• **WHAT THE TASK ASKS**
Look for the word "black" in the entries and copy every line where it shows up.

Dataset entries:
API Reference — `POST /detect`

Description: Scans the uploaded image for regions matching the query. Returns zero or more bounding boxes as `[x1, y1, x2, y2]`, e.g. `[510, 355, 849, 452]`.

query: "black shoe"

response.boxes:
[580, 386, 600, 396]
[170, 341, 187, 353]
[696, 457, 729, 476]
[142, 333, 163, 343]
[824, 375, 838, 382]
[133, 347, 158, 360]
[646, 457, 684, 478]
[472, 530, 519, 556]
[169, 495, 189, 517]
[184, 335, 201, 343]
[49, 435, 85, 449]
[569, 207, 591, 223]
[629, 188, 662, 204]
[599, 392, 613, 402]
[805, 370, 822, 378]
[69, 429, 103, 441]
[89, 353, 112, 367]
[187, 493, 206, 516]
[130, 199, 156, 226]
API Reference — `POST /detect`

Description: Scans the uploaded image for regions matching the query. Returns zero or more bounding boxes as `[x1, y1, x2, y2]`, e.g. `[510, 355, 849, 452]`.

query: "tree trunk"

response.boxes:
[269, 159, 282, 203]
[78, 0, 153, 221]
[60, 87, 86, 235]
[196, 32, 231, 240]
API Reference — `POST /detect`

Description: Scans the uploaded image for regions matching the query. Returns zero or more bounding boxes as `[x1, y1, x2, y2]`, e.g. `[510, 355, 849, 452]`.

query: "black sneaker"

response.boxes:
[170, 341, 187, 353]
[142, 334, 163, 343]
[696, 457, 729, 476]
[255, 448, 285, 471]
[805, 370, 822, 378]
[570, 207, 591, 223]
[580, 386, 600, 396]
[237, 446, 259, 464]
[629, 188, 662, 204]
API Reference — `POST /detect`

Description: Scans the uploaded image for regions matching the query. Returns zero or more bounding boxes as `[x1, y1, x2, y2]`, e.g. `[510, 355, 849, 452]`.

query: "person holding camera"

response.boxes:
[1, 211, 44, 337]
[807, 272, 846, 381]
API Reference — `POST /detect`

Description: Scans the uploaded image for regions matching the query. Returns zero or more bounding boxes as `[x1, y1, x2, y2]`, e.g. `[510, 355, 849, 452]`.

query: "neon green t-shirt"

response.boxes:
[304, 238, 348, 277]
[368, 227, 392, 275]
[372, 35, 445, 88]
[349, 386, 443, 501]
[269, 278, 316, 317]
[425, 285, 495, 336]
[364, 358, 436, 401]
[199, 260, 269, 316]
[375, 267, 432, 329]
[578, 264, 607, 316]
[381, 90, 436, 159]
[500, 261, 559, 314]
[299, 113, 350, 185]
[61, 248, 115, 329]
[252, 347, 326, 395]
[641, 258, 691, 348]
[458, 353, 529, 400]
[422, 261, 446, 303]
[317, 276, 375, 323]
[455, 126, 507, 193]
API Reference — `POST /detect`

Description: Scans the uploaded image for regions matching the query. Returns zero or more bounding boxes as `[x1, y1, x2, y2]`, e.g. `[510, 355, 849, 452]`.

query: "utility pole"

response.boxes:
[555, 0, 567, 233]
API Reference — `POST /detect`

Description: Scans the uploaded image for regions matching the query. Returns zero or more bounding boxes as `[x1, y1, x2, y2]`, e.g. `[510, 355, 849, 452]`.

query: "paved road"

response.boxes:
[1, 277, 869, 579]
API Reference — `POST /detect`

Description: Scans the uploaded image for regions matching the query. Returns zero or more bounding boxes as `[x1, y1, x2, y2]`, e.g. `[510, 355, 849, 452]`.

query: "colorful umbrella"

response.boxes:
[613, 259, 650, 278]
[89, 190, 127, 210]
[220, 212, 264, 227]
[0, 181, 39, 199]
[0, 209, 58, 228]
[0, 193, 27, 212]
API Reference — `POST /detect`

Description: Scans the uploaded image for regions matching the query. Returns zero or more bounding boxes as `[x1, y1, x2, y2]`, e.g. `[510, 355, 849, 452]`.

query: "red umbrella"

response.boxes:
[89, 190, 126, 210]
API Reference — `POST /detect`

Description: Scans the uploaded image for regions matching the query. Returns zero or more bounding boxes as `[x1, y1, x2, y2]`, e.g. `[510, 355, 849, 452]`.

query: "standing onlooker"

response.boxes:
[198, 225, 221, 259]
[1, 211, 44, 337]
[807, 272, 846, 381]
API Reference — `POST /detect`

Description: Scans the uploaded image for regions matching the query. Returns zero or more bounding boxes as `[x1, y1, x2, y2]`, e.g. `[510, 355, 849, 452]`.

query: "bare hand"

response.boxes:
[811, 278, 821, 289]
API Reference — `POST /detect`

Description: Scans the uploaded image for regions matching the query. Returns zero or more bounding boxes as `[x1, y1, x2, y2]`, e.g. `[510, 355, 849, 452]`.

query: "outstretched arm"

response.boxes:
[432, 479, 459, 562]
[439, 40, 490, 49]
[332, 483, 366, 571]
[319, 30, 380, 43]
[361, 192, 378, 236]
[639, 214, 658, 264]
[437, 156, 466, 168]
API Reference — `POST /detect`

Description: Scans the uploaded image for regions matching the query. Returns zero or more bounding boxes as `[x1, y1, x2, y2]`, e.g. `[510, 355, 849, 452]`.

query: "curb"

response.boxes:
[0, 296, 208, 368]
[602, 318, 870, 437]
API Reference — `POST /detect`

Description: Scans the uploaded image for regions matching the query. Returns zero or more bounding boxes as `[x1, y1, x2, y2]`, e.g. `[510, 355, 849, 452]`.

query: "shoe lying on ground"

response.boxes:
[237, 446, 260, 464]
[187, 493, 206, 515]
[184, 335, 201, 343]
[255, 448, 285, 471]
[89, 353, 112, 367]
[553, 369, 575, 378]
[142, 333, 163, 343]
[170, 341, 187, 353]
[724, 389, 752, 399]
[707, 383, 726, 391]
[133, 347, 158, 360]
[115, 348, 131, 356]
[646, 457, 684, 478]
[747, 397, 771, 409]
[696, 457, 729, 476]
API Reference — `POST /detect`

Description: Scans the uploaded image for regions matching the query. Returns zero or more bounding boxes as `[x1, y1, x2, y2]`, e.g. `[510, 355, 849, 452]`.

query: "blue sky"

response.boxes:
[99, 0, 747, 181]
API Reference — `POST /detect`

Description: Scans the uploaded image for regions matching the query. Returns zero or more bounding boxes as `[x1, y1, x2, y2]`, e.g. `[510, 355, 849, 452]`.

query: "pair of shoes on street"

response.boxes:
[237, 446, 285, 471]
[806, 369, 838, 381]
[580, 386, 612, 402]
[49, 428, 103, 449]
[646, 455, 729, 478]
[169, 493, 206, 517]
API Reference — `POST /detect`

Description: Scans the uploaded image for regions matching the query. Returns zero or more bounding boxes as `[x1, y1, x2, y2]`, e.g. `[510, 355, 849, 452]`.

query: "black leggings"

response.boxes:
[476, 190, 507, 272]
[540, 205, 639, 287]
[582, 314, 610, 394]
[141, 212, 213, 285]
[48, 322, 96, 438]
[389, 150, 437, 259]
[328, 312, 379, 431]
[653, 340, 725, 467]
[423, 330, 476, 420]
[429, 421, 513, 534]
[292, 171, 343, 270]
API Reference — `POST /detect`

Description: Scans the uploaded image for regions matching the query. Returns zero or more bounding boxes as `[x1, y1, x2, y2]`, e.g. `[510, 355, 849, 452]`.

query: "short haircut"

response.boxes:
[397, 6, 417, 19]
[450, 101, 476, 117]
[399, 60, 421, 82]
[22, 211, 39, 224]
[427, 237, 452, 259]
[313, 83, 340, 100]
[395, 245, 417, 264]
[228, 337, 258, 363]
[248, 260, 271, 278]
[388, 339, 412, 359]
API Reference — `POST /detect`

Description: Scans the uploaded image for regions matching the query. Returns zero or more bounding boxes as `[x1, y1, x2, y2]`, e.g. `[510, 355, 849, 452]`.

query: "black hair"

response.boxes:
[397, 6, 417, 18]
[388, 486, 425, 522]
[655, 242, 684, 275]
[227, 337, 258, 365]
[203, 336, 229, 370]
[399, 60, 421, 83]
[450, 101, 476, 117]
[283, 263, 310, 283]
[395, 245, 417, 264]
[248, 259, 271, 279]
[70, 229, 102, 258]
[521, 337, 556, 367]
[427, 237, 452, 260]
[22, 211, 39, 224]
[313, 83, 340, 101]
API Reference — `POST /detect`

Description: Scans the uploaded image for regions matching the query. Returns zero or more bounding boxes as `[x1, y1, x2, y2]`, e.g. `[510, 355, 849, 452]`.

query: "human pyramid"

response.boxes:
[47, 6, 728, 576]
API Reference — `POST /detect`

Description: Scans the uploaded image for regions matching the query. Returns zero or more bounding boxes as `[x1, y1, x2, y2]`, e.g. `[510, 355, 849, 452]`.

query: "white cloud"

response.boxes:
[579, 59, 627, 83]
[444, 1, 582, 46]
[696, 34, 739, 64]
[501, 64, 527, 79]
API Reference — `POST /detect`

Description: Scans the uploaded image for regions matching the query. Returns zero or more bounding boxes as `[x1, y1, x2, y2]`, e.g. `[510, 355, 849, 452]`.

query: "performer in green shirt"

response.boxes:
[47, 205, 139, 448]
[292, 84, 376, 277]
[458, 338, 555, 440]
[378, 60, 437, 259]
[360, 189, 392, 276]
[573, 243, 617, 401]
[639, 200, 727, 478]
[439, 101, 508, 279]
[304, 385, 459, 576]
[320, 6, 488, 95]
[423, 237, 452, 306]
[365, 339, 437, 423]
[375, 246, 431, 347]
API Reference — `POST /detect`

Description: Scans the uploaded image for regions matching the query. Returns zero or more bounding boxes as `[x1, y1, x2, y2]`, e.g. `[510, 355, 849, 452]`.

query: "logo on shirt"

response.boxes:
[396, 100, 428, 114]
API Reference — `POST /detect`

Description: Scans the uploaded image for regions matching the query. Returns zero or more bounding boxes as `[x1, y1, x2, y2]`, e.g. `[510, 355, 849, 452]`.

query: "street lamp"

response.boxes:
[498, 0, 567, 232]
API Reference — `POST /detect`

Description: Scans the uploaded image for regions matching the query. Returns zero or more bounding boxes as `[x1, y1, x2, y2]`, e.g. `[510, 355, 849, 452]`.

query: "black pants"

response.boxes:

• **OUTPUT BELOW**
query: "black shoe"
query: "black sneaker"
query: "black leggings"
query: "black hair"
query: "black pants"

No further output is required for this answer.